About this task
If an entry contains a picture, omit that picture and transcribe everything else exactly.

*** Opening Given entries ***

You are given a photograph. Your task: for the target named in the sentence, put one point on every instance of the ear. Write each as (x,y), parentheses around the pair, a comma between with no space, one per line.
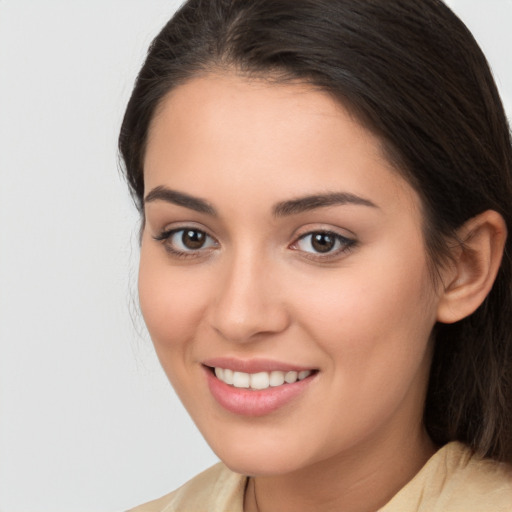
(476,261)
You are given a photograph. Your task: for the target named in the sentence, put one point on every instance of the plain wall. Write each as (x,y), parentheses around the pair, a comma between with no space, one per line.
(88,421)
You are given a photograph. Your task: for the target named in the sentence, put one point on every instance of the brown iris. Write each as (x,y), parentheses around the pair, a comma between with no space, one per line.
(193,239)
(322,242)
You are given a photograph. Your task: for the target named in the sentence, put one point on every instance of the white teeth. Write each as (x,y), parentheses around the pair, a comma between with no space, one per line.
(290,377)
(228,376)
(260,380)
(276,378)
(241,380)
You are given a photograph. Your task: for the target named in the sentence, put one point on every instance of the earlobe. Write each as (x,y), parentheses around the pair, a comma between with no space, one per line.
(474,267)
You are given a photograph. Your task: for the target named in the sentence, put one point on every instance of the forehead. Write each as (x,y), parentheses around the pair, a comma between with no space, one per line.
(225,131)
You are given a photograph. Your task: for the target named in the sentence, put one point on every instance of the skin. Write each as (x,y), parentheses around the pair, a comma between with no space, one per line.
(361,316)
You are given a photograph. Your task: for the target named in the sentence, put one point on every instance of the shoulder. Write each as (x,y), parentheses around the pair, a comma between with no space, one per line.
(217,489)
(456,480)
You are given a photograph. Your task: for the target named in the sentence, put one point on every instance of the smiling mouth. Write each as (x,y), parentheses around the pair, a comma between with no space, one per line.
(261,380)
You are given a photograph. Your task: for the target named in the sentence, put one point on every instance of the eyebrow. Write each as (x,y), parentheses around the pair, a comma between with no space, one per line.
(282,209)
(162,193)
(304,204)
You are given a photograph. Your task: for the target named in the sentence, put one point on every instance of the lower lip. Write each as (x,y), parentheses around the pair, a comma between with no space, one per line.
(248,402)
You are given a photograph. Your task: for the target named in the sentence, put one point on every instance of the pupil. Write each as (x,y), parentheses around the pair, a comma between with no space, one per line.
(323,242)
(193,239)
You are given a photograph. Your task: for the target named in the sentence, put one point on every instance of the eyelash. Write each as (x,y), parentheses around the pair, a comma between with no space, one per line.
(345,244)
(166,236)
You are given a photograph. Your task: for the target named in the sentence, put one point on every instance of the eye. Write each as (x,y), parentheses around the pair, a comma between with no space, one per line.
(323,242)
(186,241)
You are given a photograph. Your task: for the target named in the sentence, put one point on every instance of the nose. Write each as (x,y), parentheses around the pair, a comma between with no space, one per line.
(249,302)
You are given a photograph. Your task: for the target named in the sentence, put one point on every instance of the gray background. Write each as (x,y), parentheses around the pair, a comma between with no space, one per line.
(87,419)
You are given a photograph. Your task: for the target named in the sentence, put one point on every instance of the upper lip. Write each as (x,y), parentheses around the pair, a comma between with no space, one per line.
(253,365)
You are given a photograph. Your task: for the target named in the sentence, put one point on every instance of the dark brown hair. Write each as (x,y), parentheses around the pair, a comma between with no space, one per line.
(413,74)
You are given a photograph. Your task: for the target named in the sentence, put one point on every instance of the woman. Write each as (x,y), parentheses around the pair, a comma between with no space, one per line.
(325,190)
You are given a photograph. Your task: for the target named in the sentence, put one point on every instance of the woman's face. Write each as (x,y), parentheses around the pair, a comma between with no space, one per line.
(278,240)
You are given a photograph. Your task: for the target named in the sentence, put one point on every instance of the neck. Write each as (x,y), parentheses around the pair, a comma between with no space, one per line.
(353,482)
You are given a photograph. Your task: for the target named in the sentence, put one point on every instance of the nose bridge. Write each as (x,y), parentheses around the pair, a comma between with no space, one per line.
(247,303)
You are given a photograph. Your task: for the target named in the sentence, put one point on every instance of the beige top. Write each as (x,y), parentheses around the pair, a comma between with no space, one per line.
(453,480)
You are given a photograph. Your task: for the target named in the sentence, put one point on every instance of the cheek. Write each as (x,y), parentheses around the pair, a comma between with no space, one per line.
(171,300)
(374,314)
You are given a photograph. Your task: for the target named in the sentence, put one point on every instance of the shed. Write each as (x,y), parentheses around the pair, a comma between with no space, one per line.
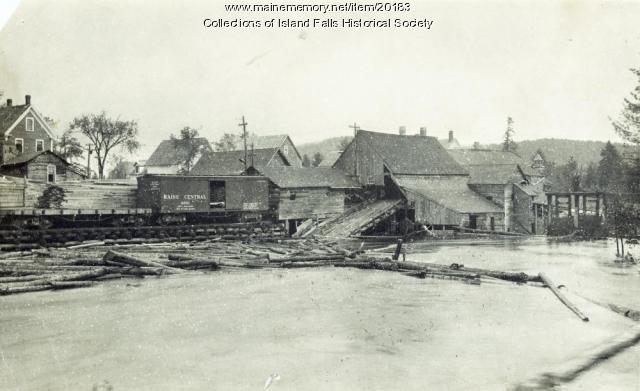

*** Closing Given entries ***

Solution for this exercise
You are given a photograph. Your task: for the target named in the sentence, put one point on every instance of the ear. Write each as (x,y), parentheses around the pair, a comma between with no space, one per line.
(476,261)
You are given a photograph. Your task: for the target named in the sentence, put one point on every instance of the plain wall. Write each as (x,y), parentheses around the pair, a comma between with no space, one per line.
(88,421)
You are given a photograph. Your task: for the target named in the sentence, put one point on every instance of the brown iris. Write each as (x,y), parentheses around the pair, a comma between with no space, one per line.
(193,239)
(322,242)
You are given a photograph. Your task: for the target named in the sentence, put one point on every instance of the white teeth. Write each as (x,y), parentheses around the pair, a comma between with no space, one per line.
(290,377)
(228,376)
(260,380)
(276,378)
(241,380)
You are given a photograph. Your task: for the target named in the sentence, put one point on every instance of the earlobe. Write each as (x,y), parentheses around the pair, a comma between with no space, one per line.
(474,267)
You are given a photograph. Your task: for the target named in the sentence, put one point on every instance of the forehead. Write each as (x,y), parentheses around the pair, a comma between with no space, one per line.
(225,131)
You are given a photograph. Your task: for the target named in the sentence, put one point on every instance of the skin. Write each as (x,y), parentheses around the pair, a comma between with no space, one per line.
(361,316)
You are given a photograph. Your task: for the target named in the sentence, put one point on every instance of the shoulder. Write each as (x,y), parentheses around the pair, a comma between with no space, one per line.
(217,489)
(456,480)
You are given a photograph. Your task: for the target named in the sentence, put one point on every instance of the smiling mouth. Write each as (x,y), parentheses around the pair, a comma between with no space, one per line.
(261,380)
You are given a photograph. Your task: for the target named in the sentence, put one point on every instance of the eyebrow. Write each as (x,y), parentheses around the pair, a comma between with no space, one per line.
(282,209)
(162,193)
(304,204)
You are given a photograph. Your task: for the target named in the sentence, put one point on every instance of the lower lip. Write each as (x,y), parentheses around the pair, a comma between with no space, one per line.
(248,402)
You are given a photograph. Your task: for the target named in the sentence, put one point on every instance of the pupil. Write each as (x,y), parentheses around the pair, a comma between with no space, one per line.
(323,242)
(193,239)
You are given a photograph. Your task: for the target named in the sentence, put one point on every instance of the eyelash. Write each as (x,y), parentheses around the pair, a comma between with no space, one per line.
(345,244)
(166,236)
You are given a photograph. Your task: for the target named in the sentence, put one point on every instance of the eye. Write each as (x,y), parentheses around the pair, a comma between with no space, one per line.
(323,242)
(186,241)
You are given a photograph. Your task: for the target named in the sentence, put one point on every instance of the nose. Write each as (x,y), parentheses around the pair, a comma between with no space, one per line.
(249,302)
You are given a photograph. Your task: for the target named in the sentence, put one point on every instance of the gray background. Write each as (x,y), parentheses around the pair, a comma between with no space, one per line.
(87,419)
You are given a photograph. Your task: for the target named in the sentence, put one point on every instance of the upper lip. Write each as (x,y), parentheses around the pair, a comma between with no space, one per line.
(253,365)
You are given a photograph. Your task: for the target named in the sentence, put one point on every instance of the dark brown hair. Write each as (x,y), parentheses around the pair, a comma between with no space, one per line.
(413,74)
You are given a photograph. Your task: for the target named in the sentence, put one point on every instance of the woman. Write each as (x,y), parentheses around the pair, a comma between with no space, one per line.
(325,190)
You are given a photograph. Your task: for the target named in the sentence, put one point on every instance of the woman's face. Write each as (x,y), parentheses around the pair, a comma between with no space, one per line.
(278,240)
You are given a photograph. Your task: for the target named in the sentence, put one point on every instance of the neck. Write each as (x,y), parentheses around the pair, a comma between with no space, one per line.
(353,482)
You are given a photograph. Your task: for the target named in the sentence, put one point on every instance of the nose bridge. Write each as (x,y), parentheses around the pair, a comma between with no space, one per line.
(247,303)
You are given a photograph. Your task: for the target named in the sentence, put one point on every instance of the beige top. Write each as (x,y), parentheses around the pair, a comma between with no space, one per line.
(453,480)
You are given a photograph. Your task: for the target named in the sentence, put one point on every instance of the cheek. Write each as (x,y), parentheses around the pair, a comma between with no space, one per line.
(171,300)
(374,314)
You are given a photograph. Your task: for the target named in the sentence, put one point on every instance of the shed. Write each as (x,y), parentheses around the pair, a comma between with no space, one per line.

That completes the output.